▶ [AIM]:
Write out each of the items below word for word, reproducing every line without alteration.

▶ [THE INPUT]:
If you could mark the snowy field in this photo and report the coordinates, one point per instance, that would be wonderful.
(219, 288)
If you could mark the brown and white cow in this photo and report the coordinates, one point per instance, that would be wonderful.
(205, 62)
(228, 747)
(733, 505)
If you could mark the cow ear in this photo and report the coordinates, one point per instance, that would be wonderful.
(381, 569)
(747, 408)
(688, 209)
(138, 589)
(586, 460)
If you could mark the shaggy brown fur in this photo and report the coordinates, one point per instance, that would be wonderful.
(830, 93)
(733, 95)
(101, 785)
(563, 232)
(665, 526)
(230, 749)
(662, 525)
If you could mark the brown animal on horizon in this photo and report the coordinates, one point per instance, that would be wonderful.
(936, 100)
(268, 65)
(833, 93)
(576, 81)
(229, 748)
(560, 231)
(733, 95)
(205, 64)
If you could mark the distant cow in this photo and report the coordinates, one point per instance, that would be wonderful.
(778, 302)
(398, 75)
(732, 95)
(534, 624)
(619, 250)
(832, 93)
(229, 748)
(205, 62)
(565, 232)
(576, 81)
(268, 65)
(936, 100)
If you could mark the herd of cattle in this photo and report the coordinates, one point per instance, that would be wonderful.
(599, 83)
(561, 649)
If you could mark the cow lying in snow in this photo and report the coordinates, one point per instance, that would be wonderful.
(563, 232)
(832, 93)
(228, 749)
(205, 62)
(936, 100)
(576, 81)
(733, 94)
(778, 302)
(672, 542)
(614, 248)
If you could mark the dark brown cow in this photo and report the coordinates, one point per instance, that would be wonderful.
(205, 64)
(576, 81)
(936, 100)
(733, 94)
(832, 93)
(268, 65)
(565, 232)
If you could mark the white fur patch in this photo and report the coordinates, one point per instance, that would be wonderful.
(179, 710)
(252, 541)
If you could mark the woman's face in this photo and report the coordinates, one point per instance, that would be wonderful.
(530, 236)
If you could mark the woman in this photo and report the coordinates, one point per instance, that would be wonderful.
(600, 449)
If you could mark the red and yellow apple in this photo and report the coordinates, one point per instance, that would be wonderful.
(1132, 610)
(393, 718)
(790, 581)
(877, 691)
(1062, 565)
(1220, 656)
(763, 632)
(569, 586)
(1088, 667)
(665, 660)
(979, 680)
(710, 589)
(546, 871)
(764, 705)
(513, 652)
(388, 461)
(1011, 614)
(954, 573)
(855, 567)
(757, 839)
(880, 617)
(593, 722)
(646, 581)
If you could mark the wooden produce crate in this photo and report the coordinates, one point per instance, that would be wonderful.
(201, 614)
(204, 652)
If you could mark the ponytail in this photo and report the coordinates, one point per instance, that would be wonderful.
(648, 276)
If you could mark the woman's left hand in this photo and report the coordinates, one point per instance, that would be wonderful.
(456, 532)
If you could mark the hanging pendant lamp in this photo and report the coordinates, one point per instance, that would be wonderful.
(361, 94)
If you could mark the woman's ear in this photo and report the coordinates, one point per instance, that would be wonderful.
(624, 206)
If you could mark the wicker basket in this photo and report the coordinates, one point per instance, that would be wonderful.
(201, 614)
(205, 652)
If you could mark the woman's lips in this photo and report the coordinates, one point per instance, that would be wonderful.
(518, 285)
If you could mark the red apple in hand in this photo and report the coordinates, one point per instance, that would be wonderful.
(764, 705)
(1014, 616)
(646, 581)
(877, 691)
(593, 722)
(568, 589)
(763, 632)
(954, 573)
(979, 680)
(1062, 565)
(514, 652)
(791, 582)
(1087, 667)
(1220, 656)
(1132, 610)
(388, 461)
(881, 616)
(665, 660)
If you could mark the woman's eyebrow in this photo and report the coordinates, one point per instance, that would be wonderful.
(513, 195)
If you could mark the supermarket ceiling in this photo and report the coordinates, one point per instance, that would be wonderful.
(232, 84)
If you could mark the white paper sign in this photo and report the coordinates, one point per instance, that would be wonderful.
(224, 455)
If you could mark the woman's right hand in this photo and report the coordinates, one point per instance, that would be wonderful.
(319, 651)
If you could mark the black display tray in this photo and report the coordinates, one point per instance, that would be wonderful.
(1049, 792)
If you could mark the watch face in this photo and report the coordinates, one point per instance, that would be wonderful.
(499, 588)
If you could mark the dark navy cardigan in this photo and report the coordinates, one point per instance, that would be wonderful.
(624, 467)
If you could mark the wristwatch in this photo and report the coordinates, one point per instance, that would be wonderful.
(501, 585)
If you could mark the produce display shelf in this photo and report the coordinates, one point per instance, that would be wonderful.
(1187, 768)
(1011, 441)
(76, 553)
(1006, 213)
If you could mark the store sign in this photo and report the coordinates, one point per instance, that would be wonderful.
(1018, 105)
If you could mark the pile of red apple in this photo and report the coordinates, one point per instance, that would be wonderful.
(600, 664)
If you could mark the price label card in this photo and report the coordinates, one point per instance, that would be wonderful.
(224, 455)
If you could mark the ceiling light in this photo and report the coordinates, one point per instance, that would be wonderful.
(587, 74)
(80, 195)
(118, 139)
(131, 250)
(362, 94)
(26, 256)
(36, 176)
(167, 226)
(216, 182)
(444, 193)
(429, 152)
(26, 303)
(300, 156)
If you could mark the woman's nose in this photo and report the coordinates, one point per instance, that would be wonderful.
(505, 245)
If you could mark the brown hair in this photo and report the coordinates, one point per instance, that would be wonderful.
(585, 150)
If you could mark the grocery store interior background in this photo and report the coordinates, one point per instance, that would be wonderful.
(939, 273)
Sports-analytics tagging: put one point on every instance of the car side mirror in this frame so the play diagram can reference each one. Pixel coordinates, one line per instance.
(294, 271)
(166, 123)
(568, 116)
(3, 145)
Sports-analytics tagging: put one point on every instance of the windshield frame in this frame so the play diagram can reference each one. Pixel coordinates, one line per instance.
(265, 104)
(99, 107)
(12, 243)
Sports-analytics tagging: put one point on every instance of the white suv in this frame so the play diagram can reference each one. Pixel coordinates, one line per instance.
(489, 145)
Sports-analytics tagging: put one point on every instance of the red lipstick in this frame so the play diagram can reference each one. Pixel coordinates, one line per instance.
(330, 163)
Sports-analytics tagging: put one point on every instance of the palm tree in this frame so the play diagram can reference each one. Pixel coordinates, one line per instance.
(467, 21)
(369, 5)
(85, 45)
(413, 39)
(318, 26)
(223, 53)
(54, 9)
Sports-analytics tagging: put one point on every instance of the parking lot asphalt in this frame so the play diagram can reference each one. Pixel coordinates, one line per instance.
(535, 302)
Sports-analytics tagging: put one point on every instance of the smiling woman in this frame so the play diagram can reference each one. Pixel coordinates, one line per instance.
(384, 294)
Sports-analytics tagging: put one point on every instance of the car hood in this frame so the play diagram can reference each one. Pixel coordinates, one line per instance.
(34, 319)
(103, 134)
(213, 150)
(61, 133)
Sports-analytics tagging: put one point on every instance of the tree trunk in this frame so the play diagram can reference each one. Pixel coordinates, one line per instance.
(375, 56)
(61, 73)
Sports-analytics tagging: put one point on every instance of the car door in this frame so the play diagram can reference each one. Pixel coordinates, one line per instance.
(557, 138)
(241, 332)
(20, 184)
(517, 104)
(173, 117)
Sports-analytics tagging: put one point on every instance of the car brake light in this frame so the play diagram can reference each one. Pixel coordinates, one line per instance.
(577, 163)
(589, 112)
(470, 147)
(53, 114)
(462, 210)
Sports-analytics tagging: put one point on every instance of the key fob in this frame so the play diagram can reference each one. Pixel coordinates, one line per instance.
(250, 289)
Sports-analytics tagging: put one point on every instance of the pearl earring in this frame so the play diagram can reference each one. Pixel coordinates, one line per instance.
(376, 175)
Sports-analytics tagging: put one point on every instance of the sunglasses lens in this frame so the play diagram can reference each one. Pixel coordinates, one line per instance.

▶ [RESULT]:
If you could mark the snowy field in this photo and report the coordinates, one point per instance, that would be wonderful.
(219, 288)
If you could mark the brown and white cow in this photo and report the coordinates, one point per instance, that would be wonderful.
(205, 62)
(228, 747)
(733, 505)
If you could mark the cow ear in this photo and report the coordinates, one point per instance, that would be wonderful.
(381, 569)
(747, 408)
(688, 209)
(138, 589)
(586, 460)
If you could mark the shaggy brown fur in this photo and report the coordinates, one point per instance, that would be wonderful.
(830, 93)
(733, 95)
(101, 785)
(563, 232)
(665, 526)
(230, 749)
(662, 525)
If you could mark the brown animal on horizon in this photo and report the coordinates, one point per instance, that would be wonderful.
(936, 100)
(268, 65)
(833, 93)
(576, 81)
(229, 748)
(560, 231)
(733, 95)
(205, 64)
If you could mark the distant cow in this photo and report the coordinates, one point per instance, that would be wonderful.
(778, 302)
(398, 75)
(732, 95)
(534, 624)
(619, 250)
(832, 93)
(229, 748)
(205, 62)
(565, 232)
(576, 81)
(268, 65)
(936, 100)
If you could mark the herd of cattle in this photo and report the coordinates, one point per instance, that would be wonderful.
(599, 83)
(561, 649)
If you could mark the cow lying in snow in this photo and report the coordinates, one point per instance, that would be wonderful.
(563, 232)
(832, 93)
(228, 749)
(205, 62)
(936, 100)
(576, 81)
(733, 94)
(778, 302)
(672, 542)
(614, 248)
If you could mark the dark brown cow in this photo and report the coordinates, one point per instance, that would be wonderful.
(205, 64)
(576, 81)
(936, 100)
(733, 94)
(832, 93)
(268, 65)
(565, 232)
If you could mark the white fur patch in this photo and report the coordinates, one point per instance, that would be wonderful.
(179, 710)
(252, 541)
If you could mark the woman's face in this photo and report the coordinates, one point per instance, that would be wonderful.
(530, 236)
If you could mark the woman in this photo and report the coordinates, one point per instance, that would be wonderful.
(600, 449)
If you could mark the red and yellow apple in this photo and report the coordinates, one point per instance, that would be wonderful.
(1132, 610)
(393, 718)
(790, 581)
(877, 691)
(1062, 565)
(1220, 656)
(763, 632)
(569, 586)
(1088, 667)
(665, 660)
(979, 680)
(710, 589)
(546, 871)
(764, 705)
(513, 652)
(388, 461)
(1011, 614)
(954, 573)
(855, 567)
(757, 839)
(880, 617)
(593, 722)
(646, 581)
If you could mark the wooden produce crate in this photo and report the coordinates, one point per instance, that would be wonderful.
(201, 614)
(204, 652)
If you could mark the ponytail in this photo and report the coordinates, one point per instance, that would be wonderful.
(648, 276)
If you could mark the woman's left hand in this photo and report the coordinates, one point per instance, that would be wonderful.
(456, 532)
If you could mark the hanging pendant lamp in this photo and report the coordinates, one point per instance, that would be wonderful.
(361, 94)
If you could mark the woman's ear in this photo and report the coordinates, one point per instance, that would be wonderful.
(624, 206)
If you could mark the wicker basket in this photo and report the coordinates, one point per instance, that would be wonderful.
(201, 614)
(205, 652)
If you could mark the woman's lips in this photo and report the coordinates, one point per instance, that would be wonderful.
(518, 285)
If you could mark the red apple in hand in this photo and report the coordinates, one point per instance, that would be wonderful.
(764, 705)
(1014, 616)
(646, 581)
(877, 691)
(593, 722)
(568, 589)
(763, 632)
(954, 573)
(979, 680)
(1062, 565)
(514, 652)
(791, 582)
(1087, 667)
(1220, 656)
(1132, 610)
(388, 461)
(881, 616)
(665, 660)
If you could mark the woman's eyebrow in this photo and report the coordinates, one point per instance, that would be wonderful.
(513, 195)
If you could mark the supermarket ceiling in this photo and report the coordinates, one point per instance, that would be wonderful.
(232, 84)
If you could mark the white paper sign in this photo and report the coordinates, one point per instance, that would be wonderful.
(224, 455)
If you could mark the woman's right hand in this photo and report the coordinates, one point per instance, that would be wonderful.
(319, 651)
If you could mark the black display tray in this photo and report the coordinates, one point per instance, that would be wonderful.
(1049, 792)
If you could mark the watch face in this photo and report the coordinates, one point per instance, that would be wonderful.
(499, 588)
If you could mark the dark navy cardigan in this photo and report the coordinates, one point per instance, that would be wonderful.
(624, 467)
If you could mark the wristwatch in this photo and report the coordinates, one point per instance, that would be wonderful.
(501, 585)
If you could mark the produce display shelf in this photo and report the coordinates, one point per instance, that would be wonderful.
(1187, 768)
(1011, 441)
(76, 553)
(1006, 213)
If you could mark the store sign in this photo and report the coordinates, one point per instance, that would be wonderful.
(1018, 105)
If you could mark the pile of red apple in this photo and report the coordinates, one point per instance, that would be wonderful.
(600, 664)
If you could mark the price label card in this photo and report the coordinates, one point per instance, that would be wonderful.
(224, 455)
If you could mark the ceiling light in this photo and report the coordinates, one point per instance, that would be wonderful.
(587, 74)
(80, 195)
(118, 139)
(131, 250)
(362, 94)
(26, 256)
(36, 176)
(167, 226)
(216, 182)
(444, 193)
(429, 152)
(26, 303)
(300, 156)
If you could mark the woman's nose in this photo and report the coordinates, one point per instance, that would be wonderful.
(505, 245)
If you could mark the brown hair in this photo and report the coordinates, one point per instance, that would be wonderful.
(585, 150)
If you could mark the grocery store interior background in this photo and report the coordinates, one point per instance, that would be wonderful.
(939, 273)
Sports-analytics tagging: put one point on every instance of the car side mirror in this frame so the play diagram can reference each one. Pixel coordinates, one line per instance.
(294, 271)
(166, 123)
(568, 116)
(3, 145)
Sports-analytics tagging: put one point on every instance of the windshield frame in this frame so the play diagram can reference each one. Pixel coordinates, one line per instance.
(265, 104)
(99, 107)
(12, 243)
Sports-analytics tagging: put one point on every instance of the white suv in this frame so the play diagram can reference each one. Pixel coordinates, one line per instance.
(489, 145)
Sports-analytics tagging: put one point on every instance of the red lipstick in this frame so the play diagram can reference each one. Pixel coordinates, one line per instance.
(330, 163)
Sports-analytics tagging: put one point on every instance of the palm tree in this frame so the play diagram can reference each one. Pixel coordinates, one line per instance.
(467, 21)
(369, 5)
(85, 45)
(413, 39)
(318, 26)
(223, 53)
(54, 9)
Sports-analytics tagging: put one point on every instance of the parking lot asphalt in this frame so the play diagram can reference each one. Pixel coordinates, one line per instance.
(535, 302)
Sports-analytics tagging: put one point on every instance of the smiling woman in this frame so the play diagram can reference each one. Pixel coordinates, one line per instance.
(384, 294)
Sports-analytics tagging: put one point on every instance of the car hood in this frame so the play diagram can reference each one. Pixel coordinates, one line per instance.
(34, 319)
(103, 134)
(213, 150)
(61, 133)
Sports-analytics tagging: put one point on every instance of the tree trunk in this frame so the play diagram can reference each one. Pixel coordinates, one line per instance.
(375, 56)
(61, 73)
Sports-analytics tagging: put one point on every instance of the car door in this frame so the play diagram can reference each one. Pixel coordinates, one line per instance.
(557, 138)
(241, 332)
(20, 184)
(517, 104)
(173, 117)
Sports-analytics tagging: put one point on every instance of the car brake light in this frame so the play diagram can reference each one. Pixel coordinates, one line per instance.
(577, 163)
(589, 112)
(470, 147)
(53, 114)
(462, 210)
Sports-analytics tagging: put one point on every instance of the key fob in this frame so the play diagram can reference each one. Pixel coordinates, one line per instance.
(250, 289)
Sports-analytics tagging: put one point on every instance of the pearl earring in this frame so the play diagram can reference each one. Pixel coordinates, one line per instance.
(376, 175)
Sports-analytics tagging: put one point on every instance of the sunglasses lens in this frame so the play diagram can reference each one. Pixel coordinates, one line per instance.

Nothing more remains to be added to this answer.